> [Text shown]
· · · ·

Motivations – Why?
- Give primacy to the voices – and other ways of expressions for those who do not speak – of neurodivergent people.
- Show that the notion of neurotypical corresponds to ‘behaviour that meets cultural expectations’ and that these expectations vary greatly from one culture to the next.
- Highlight that there are many different ways of communicating and collaborating, and that the practices within mainstream cultures may be profoundly disabling and unhealthy for some people.
- Highlight that there are many different learning styles and that education and parenting needs to be moulded around individual preferences and sensory needs.
- Show the diversity among neurodivergent people and that neurodivergent traits are often hidden.
- Show that neurodiversity is as old as life on Earth and nothing new.
- Show that neurodivergent people are at greater risk of trauma in a toxic society / sensory environment.
- Illustrate the shortcomings of ‘standard models’ of human development and related theories that are assumed to be universally applicable.
- Illustrate the number of neurodivergent people across all professions and the urgency for cultural change and acceptance.
- Present the discovery of individual neurodivergence as a positive journey and profound learning experience.
Audiences – For whom?

· · · ·

> [The data]
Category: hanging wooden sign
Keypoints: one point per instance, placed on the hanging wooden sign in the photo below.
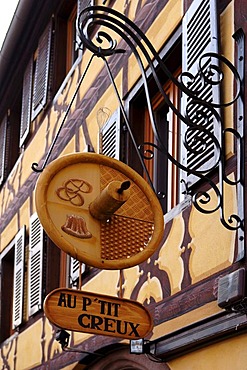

· · · ·

Reproduce the part of the neurodiversity text starting at "- Show that the" and ending at "society / sensory environment.". The material has nothing to do with the neurodiversity text.

> [Solution for this task]
- Show that the notion of neurotypical corresponds to ‘behaviour that meets cultural expectations’ and that these expectations vary greatly from one culture to the next.
- Highlight that there are many different ways of communicating and collaborating, and that the practices within mainstream cultures may be profoundly disabling and unhealthy for some people.
- Highlight that there are many different learning styles and that education and parenting needs to be moulded around individual preferences and sensory needs.
- Show the diversity among neurodivergent people and that neurodivergent traits are often hidden.
- Show that neurodiversity is as old as life on Earth and nothing new.
- Show that neurodivergent people are at greater risk of trauma in a toxic society / sensory environment.